Arguably the most important but also the most abstract principle of a good sermon is that it must be Christ-centric. I do not have a picture for this, but you can identify it in the response of the audience. That is when the listeners’ comments after the service are not “what a sermon” but rather “what a Saviour”! My uncle said that you know when this has happened in your sermon because the people do not want to go home; they stand around excitingly chatting with one another. He said you can feel the buzz of excitement about our Lord Jesus amongst the people exiting the church and it manifests in openness and keenness toward one another. I think that to develop a good Christ-centric sermon, you need thorough theological training and then, when you are in the ministry, you need people around you who help you evaluate you sermon and help you discover how to approach a portion in the Bible with a Christ-centric focus. Paul was a master at this, and then Peter commented and said that Paul’s work is not easy to understand.
------------------------------------------------------------------------
*Prompt A*:
Setting aside the term "Christ-centric," list each personal name that appears in the sermon passage, giving each once.

*Material provided*:
------------------------------------------------------------------------
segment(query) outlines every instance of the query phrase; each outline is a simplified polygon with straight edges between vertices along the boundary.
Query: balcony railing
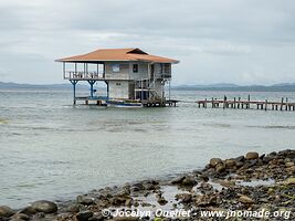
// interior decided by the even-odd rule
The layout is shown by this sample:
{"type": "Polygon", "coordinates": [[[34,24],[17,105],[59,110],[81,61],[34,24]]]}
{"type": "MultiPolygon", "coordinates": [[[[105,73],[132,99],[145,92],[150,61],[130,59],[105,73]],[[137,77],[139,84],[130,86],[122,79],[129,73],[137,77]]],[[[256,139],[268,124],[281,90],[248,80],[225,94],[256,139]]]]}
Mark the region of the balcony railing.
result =
{"type": "Polygon", "coordinates": [[[65,80],[104,80],[104,73],[97,72],[65,72],[65,80]]]}

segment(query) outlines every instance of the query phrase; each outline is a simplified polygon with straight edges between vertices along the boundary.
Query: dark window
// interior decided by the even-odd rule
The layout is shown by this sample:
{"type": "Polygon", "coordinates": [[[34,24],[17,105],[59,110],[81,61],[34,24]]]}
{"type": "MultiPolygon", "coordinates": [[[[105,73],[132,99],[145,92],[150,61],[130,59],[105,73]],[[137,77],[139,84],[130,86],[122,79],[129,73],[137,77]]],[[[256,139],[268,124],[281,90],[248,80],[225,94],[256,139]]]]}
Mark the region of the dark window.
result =
{"type": "Polygon", "coordinates": [[[164,64],[164,73],[170,73],[170,64],[164,64]]]}
{"type": "Polygon", "coordinates": [[[133,65],[133,71],[134,71],[134,73],[138,73],[138,64],[133,65]]]}

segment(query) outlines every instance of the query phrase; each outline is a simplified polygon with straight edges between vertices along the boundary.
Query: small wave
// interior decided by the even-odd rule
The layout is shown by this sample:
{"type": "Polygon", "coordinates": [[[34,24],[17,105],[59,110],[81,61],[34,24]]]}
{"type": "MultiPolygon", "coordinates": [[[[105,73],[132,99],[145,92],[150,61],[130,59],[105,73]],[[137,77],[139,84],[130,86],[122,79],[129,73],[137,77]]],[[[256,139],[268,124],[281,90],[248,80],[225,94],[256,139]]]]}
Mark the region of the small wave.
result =
{"type": "Polygon", "coordinates": [[[263,128],[263,129],[295,129],[295,126],[289,125],[266,125],[266,126],[247,126],[254,128],[263,128]]]}
{"type": "Polygon", "coordinates": [[[8,119],[0,118],[0,124],[8,124],[8,119]]]}

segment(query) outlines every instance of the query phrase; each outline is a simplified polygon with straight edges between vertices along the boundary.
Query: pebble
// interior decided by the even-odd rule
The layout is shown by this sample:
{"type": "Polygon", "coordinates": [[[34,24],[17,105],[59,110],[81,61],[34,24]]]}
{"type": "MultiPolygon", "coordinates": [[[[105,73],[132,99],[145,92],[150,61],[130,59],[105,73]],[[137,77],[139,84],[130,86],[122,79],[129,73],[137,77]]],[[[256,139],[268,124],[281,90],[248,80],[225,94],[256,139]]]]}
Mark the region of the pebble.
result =
{"type": "Polygon", "coordinates": [[[246,152],[246,156],[245,156],[246,159],[257,159],[259,157],[260,157],[259,152],[255,152],[255,151],[246,152]]]}
{"type": "Polygon", "coordinates": [[[239,200],[240,202],[245,203],[245,204],[252,204],[255,202],[254,200],[252,200],[251,198],[246,196],[241,196],[239,200]]]}
{"type": "Polygon", "coordinates": [[[32,208],[38,212],[54,213],[57,211],[57,206],[54,202],[40,200],[32,203],[32,208]]]}
{"type": "Polygon", "coordinates": [[[0,207],[0,218],[9,218],[13,214],[14,214],[14,212],[10,207],[7,207],[7,206],[0,207]]]}
{"type": "Polygon", "coordinates": [[[210,159],[210,166],[211,167],[215,167],[219,164],[222,164],[222,159],[220,159],[220,158],[212,158],[212,159],[210,159]]]}
{"type": "Polygon", "coordinates": [[[92,197],[88,197],[88,196],[77,196],[76,200],[78,203],[86,204],[86,206],[94,203],[94,199],[92,197]]]}
{"type": "Polygon", "coordinates": [[[295,185],[295,177],[288,178],[286,185],[295,185]]]}
{"type": "Polygon", "coordinates": [[[93,217],[93,212],[83,211],[83,212],[77,213],[76,219],[78,221],[88,221],[88,219],[92,218],[92,217],[93,217]]]}

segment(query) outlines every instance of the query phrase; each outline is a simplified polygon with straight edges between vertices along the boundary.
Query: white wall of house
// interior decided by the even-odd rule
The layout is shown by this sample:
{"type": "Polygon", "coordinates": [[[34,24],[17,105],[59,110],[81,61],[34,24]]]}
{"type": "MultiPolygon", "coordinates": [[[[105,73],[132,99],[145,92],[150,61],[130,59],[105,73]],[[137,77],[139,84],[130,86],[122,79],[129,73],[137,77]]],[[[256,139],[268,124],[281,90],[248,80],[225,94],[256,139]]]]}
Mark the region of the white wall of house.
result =
{"type": "Polygon", "coordinates": [[[130,62],[129,65],[130,80],[148,78],[148,63],[145,62],[130,62]],[[138,65],[138,72],[134,73],[133,65],[138,65]]]}
{"type": "Polygon", "coordinates": [[[128,62],[106,62],[105,63],[106,80],[129,80],[129,63],[128,62]],[[118,65],[118,70],[114,66],[118,65]]]}
{"type": "Polygon", "coordinates": [[[128,81],[109,81],[108,82],[109,98],[129,98],[129,82],[128,81]]]}

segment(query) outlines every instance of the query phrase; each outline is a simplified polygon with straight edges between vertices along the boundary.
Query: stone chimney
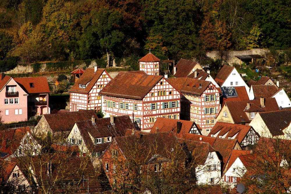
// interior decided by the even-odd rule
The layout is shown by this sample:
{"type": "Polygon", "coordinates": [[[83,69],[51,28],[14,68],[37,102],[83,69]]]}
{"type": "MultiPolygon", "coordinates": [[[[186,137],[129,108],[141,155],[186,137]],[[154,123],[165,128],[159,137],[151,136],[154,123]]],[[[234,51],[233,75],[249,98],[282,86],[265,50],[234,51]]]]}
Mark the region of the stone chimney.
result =
{"type": "Polygon", "coordinates": [[[92,121],[92,124],[96,124],[95,123],[95,117],[94,116],[94,115],[92,116],[92,117],[91,117],[91,121],[92,121]]]}
{"type": "Polygon", "coordinates": [[[248,102],[246,104],[246,109],[249,109],[251,107],[251,103],[249,102],[248,102]]]}
{"type": "Polygon", "coordinates": [[[261,96],[260,97],[260,102],[261,103],[261,106],[262,107],[265,107],[265,99],[264,97],[261,96]]]}
{"type": "Polygon", "coordinates": [[[114,116],[110,115],[110,122],[111,123],[111,124],[114,124],[114,116]]]}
------------------------------------------------------------------------
*Prompt B*:
Pick out every line of the records that contains the string "small". Case counts.

*Task solution A*:
Jesus, Paul, Peter

*Task solution B*:
Query: small wave
Mark the region of the small wave.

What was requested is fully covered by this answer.